▼▼▼

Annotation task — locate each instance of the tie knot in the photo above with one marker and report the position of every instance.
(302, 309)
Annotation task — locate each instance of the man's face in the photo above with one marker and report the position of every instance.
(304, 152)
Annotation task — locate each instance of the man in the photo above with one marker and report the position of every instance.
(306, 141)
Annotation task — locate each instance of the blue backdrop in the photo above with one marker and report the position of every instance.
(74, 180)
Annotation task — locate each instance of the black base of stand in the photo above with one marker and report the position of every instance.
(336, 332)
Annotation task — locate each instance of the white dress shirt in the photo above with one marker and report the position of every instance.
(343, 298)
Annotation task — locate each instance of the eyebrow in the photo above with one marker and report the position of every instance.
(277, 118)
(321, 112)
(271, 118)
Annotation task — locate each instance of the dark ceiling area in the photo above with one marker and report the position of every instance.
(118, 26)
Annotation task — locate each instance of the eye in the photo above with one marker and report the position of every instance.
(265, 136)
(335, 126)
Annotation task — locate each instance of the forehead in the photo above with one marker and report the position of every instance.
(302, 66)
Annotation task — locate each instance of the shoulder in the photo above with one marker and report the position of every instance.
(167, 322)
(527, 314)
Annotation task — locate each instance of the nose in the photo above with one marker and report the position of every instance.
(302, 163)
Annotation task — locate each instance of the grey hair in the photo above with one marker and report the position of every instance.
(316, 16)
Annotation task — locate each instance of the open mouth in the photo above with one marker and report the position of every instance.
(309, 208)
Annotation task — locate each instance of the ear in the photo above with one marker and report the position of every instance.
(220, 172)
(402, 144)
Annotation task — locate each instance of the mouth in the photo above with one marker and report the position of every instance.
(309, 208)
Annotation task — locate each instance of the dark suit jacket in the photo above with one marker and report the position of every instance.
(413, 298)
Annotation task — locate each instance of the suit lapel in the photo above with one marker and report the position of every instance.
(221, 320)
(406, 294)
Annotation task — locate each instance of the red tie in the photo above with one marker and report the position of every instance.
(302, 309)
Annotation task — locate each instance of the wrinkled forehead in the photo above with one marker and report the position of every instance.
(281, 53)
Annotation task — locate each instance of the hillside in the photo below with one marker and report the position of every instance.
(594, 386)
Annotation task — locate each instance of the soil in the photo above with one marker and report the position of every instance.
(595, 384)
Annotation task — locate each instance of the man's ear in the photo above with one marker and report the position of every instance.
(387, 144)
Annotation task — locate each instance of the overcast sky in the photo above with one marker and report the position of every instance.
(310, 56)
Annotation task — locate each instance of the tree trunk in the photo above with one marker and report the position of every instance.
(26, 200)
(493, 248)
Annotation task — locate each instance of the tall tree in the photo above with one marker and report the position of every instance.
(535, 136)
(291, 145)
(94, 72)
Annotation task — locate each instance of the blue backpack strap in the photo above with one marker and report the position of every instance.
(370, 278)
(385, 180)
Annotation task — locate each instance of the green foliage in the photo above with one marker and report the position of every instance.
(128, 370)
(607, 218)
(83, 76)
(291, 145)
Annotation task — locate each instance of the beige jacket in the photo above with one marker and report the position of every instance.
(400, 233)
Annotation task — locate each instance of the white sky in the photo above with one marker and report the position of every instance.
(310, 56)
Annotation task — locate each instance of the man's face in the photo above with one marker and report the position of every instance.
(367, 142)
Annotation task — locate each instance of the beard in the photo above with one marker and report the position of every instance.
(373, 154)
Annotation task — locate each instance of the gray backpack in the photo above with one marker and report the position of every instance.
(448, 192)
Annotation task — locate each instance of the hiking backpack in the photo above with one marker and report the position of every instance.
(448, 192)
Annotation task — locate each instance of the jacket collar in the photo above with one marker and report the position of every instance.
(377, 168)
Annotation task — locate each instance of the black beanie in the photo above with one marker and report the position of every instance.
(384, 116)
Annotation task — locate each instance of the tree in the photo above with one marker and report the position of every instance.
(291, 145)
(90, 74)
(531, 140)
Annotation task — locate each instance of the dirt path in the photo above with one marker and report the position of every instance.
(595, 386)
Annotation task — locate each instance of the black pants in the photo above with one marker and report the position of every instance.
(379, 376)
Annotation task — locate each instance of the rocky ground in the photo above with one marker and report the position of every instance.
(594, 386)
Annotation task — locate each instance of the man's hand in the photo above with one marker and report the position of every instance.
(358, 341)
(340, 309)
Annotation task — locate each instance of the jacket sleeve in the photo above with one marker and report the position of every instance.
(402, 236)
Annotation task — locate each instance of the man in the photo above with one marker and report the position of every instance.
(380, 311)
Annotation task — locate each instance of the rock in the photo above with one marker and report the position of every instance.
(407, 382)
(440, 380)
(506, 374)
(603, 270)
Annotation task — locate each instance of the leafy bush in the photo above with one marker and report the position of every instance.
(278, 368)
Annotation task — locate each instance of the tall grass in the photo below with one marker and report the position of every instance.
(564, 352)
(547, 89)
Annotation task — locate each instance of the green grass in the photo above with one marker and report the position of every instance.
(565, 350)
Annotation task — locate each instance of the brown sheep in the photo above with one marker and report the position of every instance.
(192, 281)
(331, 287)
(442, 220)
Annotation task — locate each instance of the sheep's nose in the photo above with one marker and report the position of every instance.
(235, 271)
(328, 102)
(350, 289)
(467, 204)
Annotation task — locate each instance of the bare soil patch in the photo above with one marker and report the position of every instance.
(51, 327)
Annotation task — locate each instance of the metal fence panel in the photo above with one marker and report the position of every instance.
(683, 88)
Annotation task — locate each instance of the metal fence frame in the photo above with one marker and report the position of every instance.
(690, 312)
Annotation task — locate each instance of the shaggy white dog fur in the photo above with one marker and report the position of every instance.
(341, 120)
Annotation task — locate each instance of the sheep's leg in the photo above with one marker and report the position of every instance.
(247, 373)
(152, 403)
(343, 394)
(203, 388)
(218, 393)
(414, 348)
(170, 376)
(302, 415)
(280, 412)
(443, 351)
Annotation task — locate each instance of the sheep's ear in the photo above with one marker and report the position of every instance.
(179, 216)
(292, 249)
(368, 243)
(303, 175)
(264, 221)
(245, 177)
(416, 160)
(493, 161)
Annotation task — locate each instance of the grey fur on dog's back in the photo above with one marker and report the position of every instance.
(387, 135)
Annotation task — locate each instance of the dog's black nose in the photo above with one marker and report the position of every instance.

▲▲▲

Write out the entire listing exactly.

Annotation task — locate each instance of the tie knot in the photo above with one marker and report the position of every instance.
(302, 309)
Annotation task — locate each instance of the man's face in the photo above with one marker and report the position of every instance.
(304, 152)
Annotation task — locate each instance of the man in the photo above with one marker and report the position of every instance.
(306, 141)
Annotation task — locate each instance of the blue backdrop in the photo above with one marker and report the position of every instance.
(74, 180)
Annotation task — locate each instance of the black base of stand in the photo above with one marker and report the position of every instance.
(336, 332)
Annotation task — locate each instance of the white dress shirt in the photo above with one marker and report the position of every instance.
(343, 298)
Annotation task — locate each instance of the eyebrow in the photo above with one marker and report the position of every instance.
(277, 118)
(321, 112)
(271, 118)
Annotation task — locate each instance of the dark ceiling area in the photo above with one marker and report the position of every instance.
(118, 26)
Annotation task — locate each instance of the eye in the photo above with one marker and report the position of every instance.
(265, 136)
(335, 126)
Annotation task — locate each instance of the forehead in the photo above with one marker and report the position of every instance.
(302, 66)
Annotation task — locate each instance of the shoulder in the photo above with one marker and report the position of every instance.
(167, 322)
(527, 314)
Annotation task — locate each instance of the nose in the photo above with one marker and report the position of every instance.
(302, 163)
Annotation task — locate each instance of the grey hair in the photo above with one marker and report the position of every instance.
(316, 16)
Annotation task — locate each instance of the open mouth in the photo above with one marker and report the position of every instance.
(309, 208)
Annotation task — locate each instance of the ear in the photo above with one marker and report the position of every instance.
(220, 172)
(402, 144)
Annotation task — locate each instance of the mouth in the photo above with one marker and report the position of every instance.
(309, 208)
Annotation task — locate each instance of the dark suit jacket in the photo above with one marker and report the position of every instance.
(413, 298)
Annotation task — locate each instance of the suit lapel in the photo above with one marker and report the position of every instance.
(221, 320)
(406, 294)
Annotation task — locate each instance of the red tie in the photo above with one marker and report the position of every instance.
(302, 309)
Annotation task — locate each instance of the wrinkled forehead in the photo above with one marker and report the position of every instance.
(281, 53)
Annotation task — locate each instance of the hillside in the photo below with one marker and report the position of every instance.
(594, 386)
Annotation task — locate each instance of the soil in the photo above with one marker and report the position of every instance.
(595, 384)
Annotation task — locate each instance of the man's ear in the photo above with one marker and report the position of every instance.
(387, 144)
Annotation task — locate each instance of the overcast sky in the photo above with one marker and report the position of every instance.
(310, 56)
Annotation task — locate each instance of the tree trunk in the photo above with one marker and report the position of every instance.
(26, 200)
(493, 248)
Annotation task — locate each instance of the tall tree in the photo above with one marker and report the position of every instance.
(535, 136)
(291, 145)
(94, 72)
Annotation task — locate each instance of the blue backpack strap in the photo above with one marker and report the position of every instance.
(370, 278)
(385, 180)
Annotation task — locate each instance of the green foliage in the photo above with one marker and report the position of every instance.
(128, 370)
(607, 218)
(83, 76)
(291, 145)
Annotation task — locate each instance of the beige jacket in the photo above with one marker and report the position of every instance.
(400, 233)
Annotation task — locate each instance of the white sky in the photo above with one marker and report the position of every instance.
(310, 56)
Annotation task — locate each instance of the man's face in the photo above with one marker and report the position of every instance.
(367, 142)
Annotation task — locate each instance of the beard in the photo above with one marker and report the position of every instance.
(373, 154)
Annotation task — locate each instance of the gray backpack in the photo above with one marker and report the position of every instance.
(448, 192)
Annotation task — locate each instance of the hiking backpack in the photo above with one marker and report the position of every instance.
(448, 192)
Annotation task — locate each instance of the jacket collar in the photo above with one marker and report the position of every instance.
(377, 168)
Annotation task — locate each instance of the black beanie in the photo above with one marker and report the position of every instance.
(384, 116)
Annotation task — locate each instance of the tree in the photo above with one marker and report the position of every instance.
(291, 145)
(90, 74)
(531, 140)
Annotation task — locate each instance of the dirt path in the photo above with one marker and report the position of every instance.
(595, 386)
Annotation task — locate each instance of the black pants in the photo above with one marker and report the position of every instance.
(379, 376)
Annotation task — locate each instance of the rocky ground in the photo above with one marker and report the position of every instance.
(594, 386)
Annotation task — locate each instance of the man's hand in the photo above with one marker and report the position of every instance.
(358, 341)
(340, 309)
Annotation task — locate each instance of the jacket sleeve in the photo above with one marker and report the position of every instance.
(402, 236)
Annotation task — locate each instance of the man in the photo above with one marker and report the position of every instance.
(380, 311)
Annotation task — locate each instance of the rock in the photo above with one marker and report the position of every instance.
(407, 382)
(440, 380)
(506, 374)
(603, 270)
Annotation task — locate each instance of the leafy bush in the photo above with one marker and report the position of every instance.
(278, 368)
Annotation task — locate each instance of the tall grass in the photo below with one marker and report the position of every instance.
(564, 352)
(547, 89)
Annotation task — locate each instance of the green grass in the photo above with one marker and report the position of every instance.
(565, 350)
Annotation task — locate each instance of the brown sheep in the photo above with one marker and report the position of every instance.
(192, 281)
(331, 287)
(442, 220)
Annotation task — locate each instance of the sheep's nose in the photo above with one marker and report the position of every instance.
(235, 271)
(328, 102)
(350, 289)
(467, 204)
Annotation task — locate each instance of the bare soil patch in the photo above with one marker and report the position of every instance.
(51, 327)
Annotation task — locate each instance of the metal fence panel in the photo above with one marker and report the position of every instance.
(683, 88)
Annotation task — locate each instance of the metal fence frame in the photo above with one marker and report the position of every instance.
(690, 312)
Annotation task — locate each instance of the shaggy white dog fur in the photo above with one marker and report the position of every instance.
(341, 120)
Annotation task — locate each instance of the sheep's leg in the photo above with one marker and report the position of every instance.
(247, 373)
(152, 403)
(343, 394)
(203, 388)
(218, 393)
(414, 348)
(170, 376)
(302, 415)
(280, 412)
(443, 351)
Annotation task — locate each instance of the sheep's ear in the photo above with one marker and report the position of every instance.
(179, 216)
(292, 249)
(368, 243)
(303, 175)
(264, 221)
(245, 177)
(416, 160)
(493, 161)
Annotation task — locate each instance of the grey fur on dog's back in the photo above with one marker and report the position of every instance.
(387, 135)
Annotation task — locate each instance of the dog's black nose in the photo above with one marker and report the position of every instance.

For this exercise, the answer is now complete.